→ DO THIS: The answer is the line with "of the airliner" and every line after it to the end of the listing, retyped exactly. Pictures do not belong in it.

→ SUPPLIED DATA:
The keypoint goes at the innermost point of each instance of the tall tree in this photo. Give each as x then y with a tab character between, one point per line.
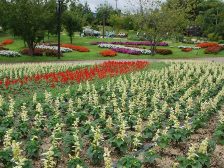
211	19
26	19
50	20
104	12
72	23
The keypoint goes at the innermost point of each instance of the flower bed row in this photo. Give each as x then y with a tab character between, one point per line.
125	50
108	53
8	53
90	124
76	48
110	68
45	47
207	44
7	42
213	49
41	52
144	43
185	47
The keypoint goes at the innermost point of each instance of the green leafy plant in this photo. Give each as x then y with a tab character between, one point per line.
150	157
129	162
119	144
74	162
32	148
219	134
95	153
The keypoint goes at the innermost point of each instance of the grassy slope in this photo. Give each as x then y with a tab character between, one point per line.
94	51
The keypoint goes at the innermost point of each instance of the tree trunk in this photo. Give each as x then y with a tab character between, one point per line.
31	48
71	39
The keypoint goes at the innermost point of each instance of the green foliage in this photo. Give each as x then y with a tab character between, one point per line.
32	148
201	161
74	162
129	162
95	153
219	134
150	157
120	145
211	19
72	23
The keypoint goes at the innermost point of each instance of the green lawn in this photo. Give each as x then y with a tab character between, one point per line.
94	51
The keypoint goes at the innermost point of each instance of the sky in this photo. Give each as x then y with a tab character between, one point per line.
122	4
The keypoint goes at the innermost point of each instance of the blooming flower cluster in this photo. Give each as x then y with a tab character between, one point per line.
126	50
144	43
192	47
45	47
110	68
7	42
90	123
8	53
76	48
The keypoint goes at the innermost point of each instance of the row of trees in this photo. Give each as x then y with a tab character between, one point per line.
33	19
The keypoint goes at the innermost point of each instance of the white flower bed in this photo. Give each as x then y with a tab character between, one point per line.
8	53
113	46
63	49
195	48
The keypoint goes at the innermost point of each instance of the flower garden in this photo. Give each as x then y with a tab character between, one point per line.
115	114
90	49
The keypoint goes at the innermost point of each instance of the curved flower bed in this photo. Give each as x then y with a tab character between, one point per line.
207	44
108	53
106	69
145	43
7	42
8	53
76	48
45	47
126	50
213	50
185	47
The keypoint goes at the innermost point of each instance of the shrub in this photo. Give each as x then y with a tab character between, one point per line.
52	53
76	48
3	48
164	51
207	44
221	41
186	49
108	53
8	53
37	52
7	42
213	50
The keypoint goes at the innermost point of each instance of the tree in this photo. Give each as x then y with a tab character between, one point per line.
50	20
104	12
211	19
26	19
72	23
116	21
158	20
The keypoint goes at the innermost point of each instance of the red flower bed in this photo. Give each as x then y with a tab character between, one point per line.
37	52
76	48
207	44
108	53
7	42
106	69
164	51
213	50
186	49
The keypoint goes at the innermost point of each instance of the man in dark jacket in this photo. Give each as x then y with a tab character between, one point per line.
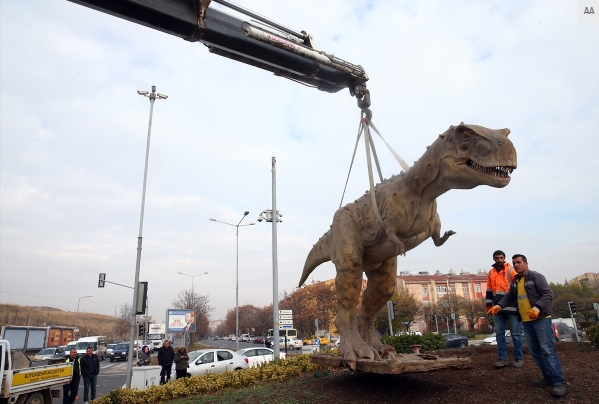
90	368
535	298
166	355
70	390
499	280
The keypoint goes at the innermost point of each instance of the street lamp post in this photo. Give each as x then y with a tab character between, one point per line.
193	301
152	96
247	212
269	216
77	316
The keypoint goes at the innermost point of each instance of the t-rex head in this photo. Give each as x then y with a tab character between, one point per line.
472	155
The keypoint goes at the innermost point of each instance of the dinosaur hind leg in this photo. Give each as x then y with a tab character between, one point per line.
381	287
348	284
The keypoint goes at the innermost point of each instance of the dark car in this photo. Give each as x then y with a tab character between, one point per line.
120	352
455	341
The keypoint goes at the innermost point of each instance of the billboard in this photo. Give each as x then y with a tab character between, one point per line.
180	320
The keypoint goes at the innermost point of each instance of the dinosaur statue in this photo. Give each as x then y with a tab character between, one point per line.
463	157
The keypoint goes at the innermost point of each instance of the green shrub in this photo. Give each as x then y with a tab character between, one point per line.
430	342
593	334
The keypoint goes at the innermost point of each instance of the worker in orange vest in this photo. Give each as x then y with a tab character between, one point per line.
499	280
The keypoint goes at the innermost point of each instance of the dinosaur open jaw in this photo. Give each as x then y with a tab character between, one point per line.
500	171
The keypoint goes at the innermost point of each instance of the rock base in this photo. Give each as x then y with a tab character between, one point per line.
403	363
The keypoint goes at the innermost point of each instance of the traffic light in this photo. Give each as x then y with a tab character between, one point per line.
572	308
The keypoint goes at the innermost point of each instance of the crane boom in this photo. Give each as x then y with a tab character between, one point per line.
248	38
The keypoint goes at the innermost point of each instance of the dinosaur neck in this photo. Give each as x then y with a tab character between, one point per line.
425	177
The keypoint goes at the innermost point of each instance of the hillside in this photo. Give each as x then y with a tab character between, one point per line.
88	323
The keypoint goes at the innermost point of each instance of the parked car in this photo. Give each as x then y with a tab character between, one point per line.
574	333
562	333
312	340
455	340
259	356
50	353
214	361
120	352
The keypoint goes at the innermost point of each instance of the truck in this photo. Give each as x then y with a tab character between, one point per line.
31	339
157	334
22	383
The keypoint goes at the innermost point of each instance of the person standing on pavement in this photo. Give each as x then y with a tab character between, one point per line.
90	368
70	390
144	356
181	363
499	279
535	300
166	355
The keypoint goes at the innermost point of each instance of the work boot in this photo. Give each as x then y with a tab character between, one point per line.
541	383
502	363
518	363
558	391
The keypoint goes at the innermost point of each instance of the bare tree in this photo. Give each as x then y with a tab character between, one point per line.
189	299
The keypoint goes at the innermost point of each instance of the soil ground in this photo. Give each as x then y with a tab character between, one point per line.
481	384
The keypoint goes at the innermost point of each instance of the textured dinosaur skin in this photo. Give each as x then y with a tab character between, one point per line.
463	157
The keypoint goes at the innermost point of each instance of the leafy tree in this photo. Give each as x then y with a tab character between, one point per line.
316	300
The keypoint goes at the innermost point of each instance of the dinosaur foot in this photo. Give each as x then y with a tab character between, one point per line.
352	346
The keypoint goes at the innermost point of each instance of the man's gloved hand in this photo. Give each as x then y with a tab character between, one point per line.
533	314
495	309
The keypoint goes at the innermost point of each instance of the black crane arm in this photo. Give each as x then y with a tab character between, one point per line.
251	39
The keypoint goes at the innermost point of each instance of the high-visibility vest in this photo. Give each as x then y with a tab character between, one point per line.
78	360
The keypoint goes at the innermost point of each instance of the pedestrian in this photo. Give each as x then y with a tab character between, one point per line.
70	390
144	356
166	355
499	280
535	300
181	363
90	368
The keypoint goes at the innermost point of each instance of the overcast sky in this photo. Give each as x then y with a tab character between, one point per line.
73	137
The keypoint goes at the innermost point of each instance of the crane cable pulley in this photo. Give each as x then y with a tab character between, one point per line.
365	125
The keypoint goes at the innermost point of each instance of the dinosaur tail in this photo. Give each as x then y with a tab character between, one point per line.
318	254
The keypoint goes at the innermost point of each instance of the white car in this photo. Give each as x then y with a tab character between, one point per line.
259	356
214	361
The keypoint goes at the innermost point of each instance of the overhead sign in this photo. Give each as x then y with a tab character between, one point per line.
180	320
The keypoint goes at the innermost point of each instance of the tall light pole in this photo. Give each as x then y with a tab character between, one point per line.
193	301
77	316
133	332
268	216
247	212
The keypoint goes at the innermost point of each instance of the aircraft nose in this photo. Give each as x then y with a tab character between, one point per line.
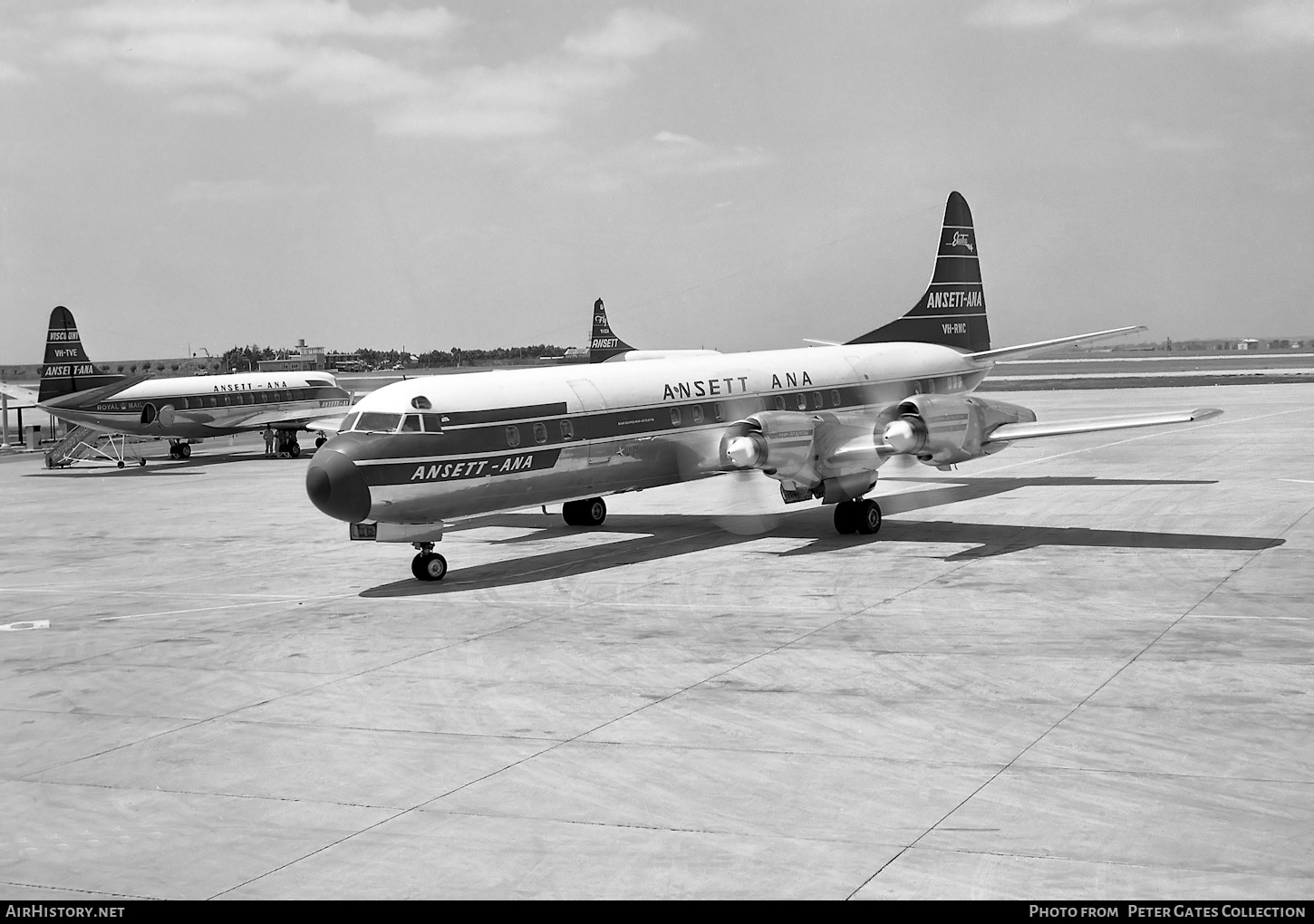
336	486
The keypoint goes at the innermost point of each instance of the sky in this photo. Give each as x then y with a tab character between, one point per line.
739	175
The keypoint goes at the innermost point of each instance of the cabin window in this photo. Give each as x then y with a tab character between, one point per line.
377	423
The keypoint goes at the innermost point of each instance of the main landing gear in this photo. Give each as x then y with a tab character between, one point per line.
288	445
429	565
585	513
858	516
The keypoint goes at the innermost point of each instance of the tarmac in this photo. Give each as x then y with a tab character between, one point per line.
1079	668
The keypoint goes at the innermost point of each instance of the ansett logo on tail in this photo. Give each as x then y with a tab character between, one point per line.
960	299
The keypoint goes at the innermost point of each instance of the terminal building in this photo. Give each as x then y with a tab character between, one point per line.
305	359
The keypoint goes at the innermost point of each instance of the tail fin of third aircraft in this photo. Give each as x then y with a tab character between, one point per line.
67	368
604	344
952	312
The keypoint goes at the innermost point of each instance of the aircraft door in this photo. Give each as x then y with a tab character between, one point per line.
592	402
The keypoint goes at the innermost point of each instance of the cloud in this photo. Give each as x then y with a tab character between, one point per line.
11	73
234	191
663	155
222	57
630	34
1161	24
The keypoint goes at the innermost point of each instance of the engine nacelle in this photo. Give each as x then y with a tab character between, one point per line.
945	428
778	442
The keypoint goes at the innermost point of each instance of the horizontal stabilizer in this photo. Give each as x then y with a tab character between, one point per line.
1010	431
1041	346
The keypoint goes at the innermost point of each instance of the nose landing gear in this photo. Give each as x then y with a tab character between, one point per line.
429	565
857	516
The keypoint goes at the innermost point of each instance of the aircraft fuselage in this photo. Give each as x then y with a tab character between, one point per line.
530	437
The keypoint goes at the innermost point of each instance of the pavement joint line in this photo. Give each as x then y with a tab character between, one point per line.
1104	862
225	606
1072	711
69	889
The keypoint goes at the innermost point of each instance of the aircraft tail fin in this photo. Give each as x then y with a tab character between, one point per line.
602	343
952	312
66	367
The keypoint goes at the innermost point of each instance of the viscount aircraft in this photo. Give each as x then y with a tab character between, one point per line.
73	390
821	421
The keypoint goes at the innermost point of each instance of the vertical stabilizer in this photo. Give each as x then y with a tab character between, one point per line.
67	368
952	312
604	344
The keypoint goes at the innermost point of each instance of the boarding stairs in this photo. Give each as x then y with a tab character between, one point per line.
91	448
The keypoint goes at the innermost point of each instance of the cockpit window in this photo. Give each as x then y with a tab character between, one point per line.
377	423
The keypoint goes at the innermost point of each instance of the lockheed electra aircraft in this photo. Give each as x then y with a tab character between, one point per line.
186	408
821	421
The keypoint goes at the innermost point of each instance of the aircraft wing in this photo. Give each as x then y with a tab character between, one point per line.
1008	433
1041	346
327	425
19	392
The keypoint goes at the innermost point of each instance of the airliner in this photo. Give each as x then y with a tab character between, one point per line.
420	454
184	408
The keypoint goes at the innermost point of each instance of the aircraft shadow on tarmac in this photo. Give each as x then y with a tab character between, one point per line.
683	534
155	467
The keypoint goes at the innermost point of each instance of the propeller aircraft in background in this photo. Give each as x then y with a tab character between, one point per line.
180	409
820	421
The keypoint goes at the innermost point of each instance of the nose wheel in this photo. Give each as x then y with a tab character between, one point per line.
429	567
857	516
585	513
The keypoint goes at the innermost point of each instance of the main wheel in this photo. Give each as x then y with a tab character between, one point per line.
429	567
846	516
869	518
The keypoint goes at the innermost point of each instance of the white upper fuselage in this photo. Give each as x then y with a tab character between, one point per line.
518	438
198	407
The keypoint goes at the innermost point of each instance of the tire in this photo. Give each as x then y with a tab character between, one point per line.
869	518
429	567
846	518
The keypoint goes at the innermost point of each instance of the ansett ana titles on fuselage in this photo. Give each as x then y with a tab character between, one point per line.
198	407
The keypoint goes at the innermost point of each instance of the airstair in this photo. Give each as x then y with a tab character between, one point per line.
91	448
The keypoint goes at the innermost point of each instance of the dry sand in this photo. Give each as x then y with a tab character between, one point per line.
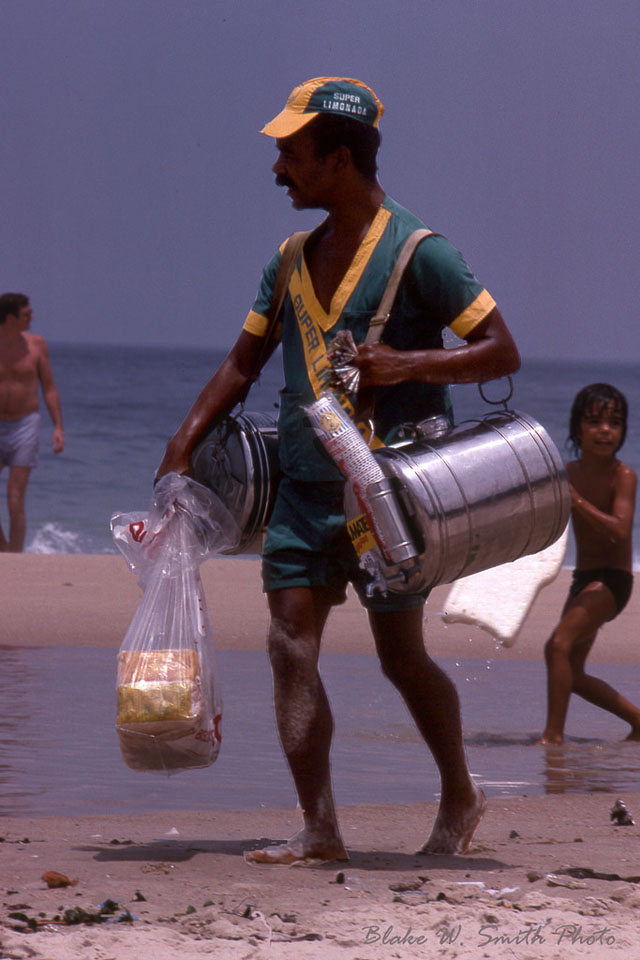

→ ANSWER FOR THE TASK:
The keypoint goes at the innermost point of each instance of the airliner in this photo. Give each as x then y with a tab character between, one point per line.
420	454
184	408
The keypoint goes at the innermost point of each instance of the aircraft shadow on tarmac in this photo. Give each as x then y with a tab character between, one point per line.
683	534
155	467
The keypoint goes at the innermost point of each instance of the propeller aircraft in background in this photo. Give each as x then y with a tab character between, one point per line.
180	409
820	421
The keypoint goes at the innermost point of each instance of the nose wheel in this photo. Give each as x then y with a tab character between, one point per line.
429	567
857	516
585	513
The keypoint goes at the innermost point of each instance of the main wheel in this photo. Give each as x then y with a tab character between, one point per line.
429	567
846	516
869	518
The keypoint goes at the innermost point of each instance of the white upper fuselage in this photo. Give each as x then y with a tab character between, one point per line.
518	438
198	407
The keypoint goes at the innermost point of each instance of the tire in this photo. Give each as x then y with a tab character between, one point per line.
869	518
429	567
846	518
The keypoint goes at the innermost point of each instance of the ansett ana titles on fuselage in this photo. Give each as x then y with a tab character between, one point per line.
198	407
The keypoint goes at the innermost point of each instance of the airstair in this photo. Give each as x then y with a tab character between, one point per line.
91	448
The keypoint goes at the innermost point of each instance of the dry sand in this photo. Give each as x then y with a tab character between, one point per line.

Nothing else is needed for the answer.